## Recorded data
^^^^^^^^
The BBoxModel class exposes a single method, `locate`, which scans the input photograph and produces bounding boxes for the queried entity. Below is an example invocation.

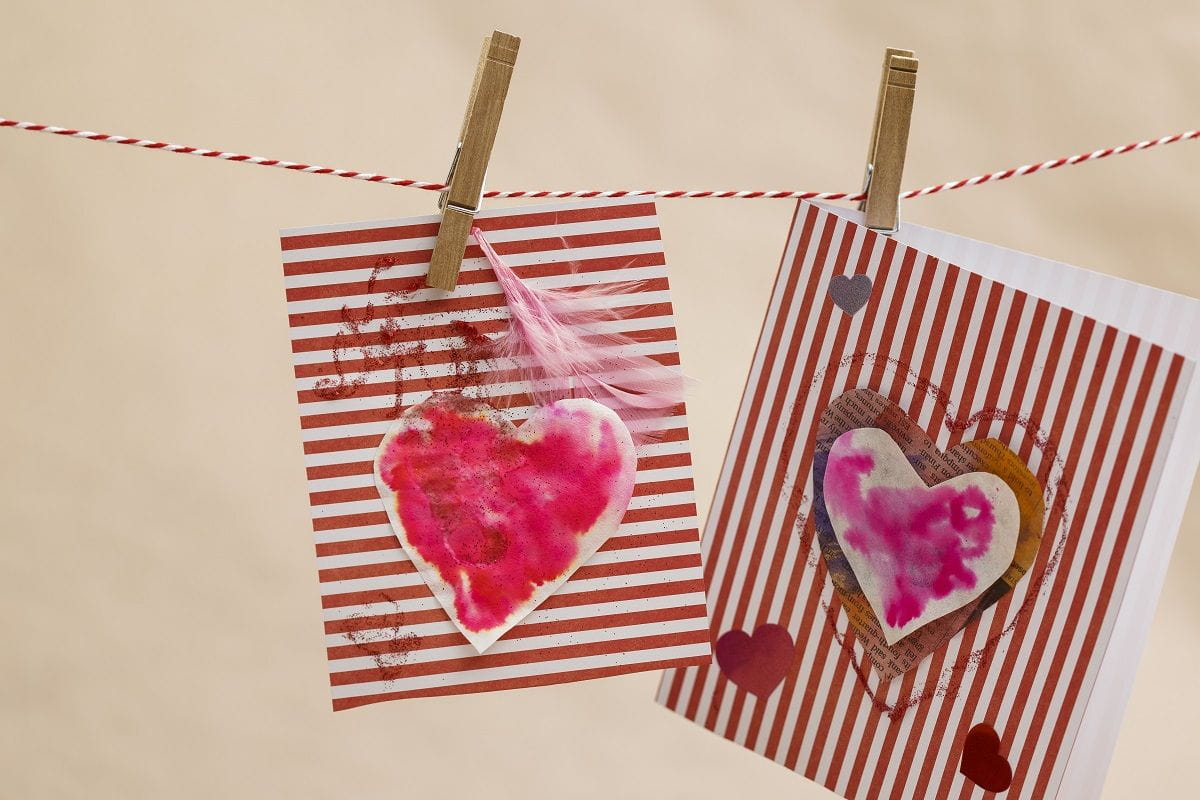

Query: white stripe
[290,289,671,343]
[292,314,674,366]
[332,642,710,699]
[280,197,647,239]
[330,618,708,675]
[288,261,667,314]
[325,591,708,648]
[320,566,703,604]
[283,217,661,271]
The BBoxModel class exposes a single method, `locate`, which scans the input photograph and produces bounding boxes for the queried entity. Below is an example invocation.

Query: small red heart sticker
[716,622,796,698]
[959,722,1013,792]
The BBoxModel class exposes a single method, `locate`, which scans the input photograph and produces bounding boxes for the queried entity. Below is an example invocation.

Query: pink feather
[472,228,685,441]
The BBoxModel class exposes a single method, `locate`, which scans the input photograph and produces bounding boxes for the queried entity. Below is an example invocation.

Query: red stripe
[334,656,709,711]
[280,203,655,251]
[704,209,835,730]
[284,228,666,293]
[325,603,706,661]
[329,631,708,686]
[288,273,670,326]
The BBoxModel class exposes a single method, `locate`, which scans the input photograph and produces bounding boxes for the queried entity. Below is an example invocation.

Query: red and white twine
[0,116,1200,201]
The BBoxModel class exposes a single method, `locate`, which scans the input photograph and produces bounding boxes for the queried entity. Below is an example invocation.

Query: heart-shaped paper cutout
[822,428,1020,644]
[715,622,796,698]
[811,389,1045,680]
[959,722,1013,792]
[829,275,871,317]
[376,392,637,652]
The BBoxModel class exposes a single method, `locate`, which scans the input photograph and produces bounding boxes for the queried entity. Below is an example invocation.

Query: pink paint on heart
[378,395,634,632]
[824,446,996,627]
[715,622,796,698]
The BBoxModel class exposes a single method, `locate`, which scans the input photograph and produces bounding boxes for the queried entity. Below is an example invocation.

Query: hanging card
[282,200,709,709]
[659,203,1200,800]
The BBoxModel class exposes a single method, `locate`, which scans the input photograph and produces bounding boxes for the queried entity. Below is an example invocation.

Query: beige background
[0,0,1200,799]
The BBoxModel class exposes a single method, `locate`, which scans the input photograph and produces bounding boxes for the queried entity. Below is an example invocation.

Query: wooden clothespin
[858,47,917,233]
[425,30,521,290]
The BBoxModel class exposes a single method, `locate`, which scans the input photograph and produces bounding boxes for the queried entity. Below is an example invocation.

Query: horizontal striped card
[282,199,710,709]
[659,203,1200,800]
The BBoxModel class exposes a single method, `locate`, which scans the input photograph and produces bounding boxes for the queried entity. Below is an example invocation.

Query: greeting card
[282,199,710,709]
[659,203,1200,800]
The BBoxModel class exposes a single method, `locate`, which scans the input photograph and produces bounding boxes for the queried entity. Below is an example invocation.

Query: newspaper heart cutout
[811,389,1045,680]
[823,428,1020,644]
[374,393,637,652]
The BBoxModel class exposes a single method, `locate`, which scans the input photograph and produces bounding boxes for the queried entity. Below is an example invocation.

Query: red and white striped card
[282,199,710,709]
[659,203,1200,800]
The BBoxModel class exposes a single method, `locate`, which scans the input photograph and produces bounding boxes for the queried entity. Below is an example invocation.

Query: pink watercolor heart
[823,428,1020,645]
[376,393,637,652]
[715,622,796,698]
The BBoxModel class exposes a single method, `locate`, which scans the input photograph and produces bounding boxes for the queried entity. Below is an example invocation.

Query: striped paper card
[282,199,710,709]
[659,203,1198,800]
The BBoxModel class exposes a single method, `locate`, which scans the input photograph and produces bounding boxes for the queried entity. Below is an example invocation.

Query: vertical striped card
[659,203,1196,800]
[282,199,710,709]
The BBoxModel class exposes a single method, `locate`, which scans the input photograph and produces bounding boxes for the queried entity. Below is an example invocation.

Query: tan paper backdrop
[0,0,1200,799]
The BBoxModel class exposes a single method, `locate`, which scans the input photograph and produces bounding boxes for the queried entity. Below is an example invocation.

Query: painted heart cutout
[823,428,1020,644]
[376,392,637,652]
[811,389,1045,680]
[959,722,1013,792]
[829,275,871,317]
[715,622,796,698]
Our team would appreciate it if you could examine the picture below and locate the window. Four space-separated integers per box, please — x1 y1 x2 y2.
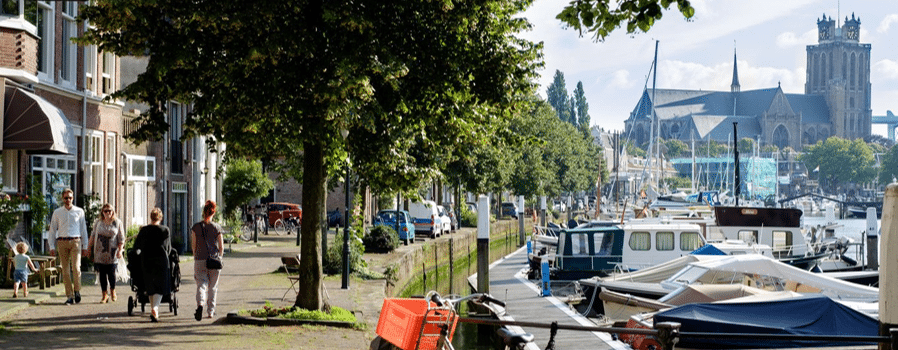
738 230 758 243
25 1 54 81
592 233 614 255
59 1 78 87
655 232 674 250
82 131 106 200
169 103 184 174
128 156 156 181
680 232 702 252
630 232 652 250
101 52 115 95
0 149 19 192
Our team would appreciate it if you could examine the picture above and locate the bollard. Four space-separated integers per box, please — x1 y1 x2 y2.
655 322 680 350
540 260 552 297
527 241 533 266
477 195 490 293
879 183 898 349
864 207 879 271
^^^^^^^^
## AIM
Select each line from the rows above that contains the word "separated", matching case exactly.

## SOLVED PROBLEM
Our team would appreciate it if you could examine the picture below and locate the window. Four space-separated integers per box, please — x1 y1 x2 y2.
Our team would appreciate it if you could examine the picture above and locate the bollard. Four space-separated integers per box, please — x1 y1 x2 y2.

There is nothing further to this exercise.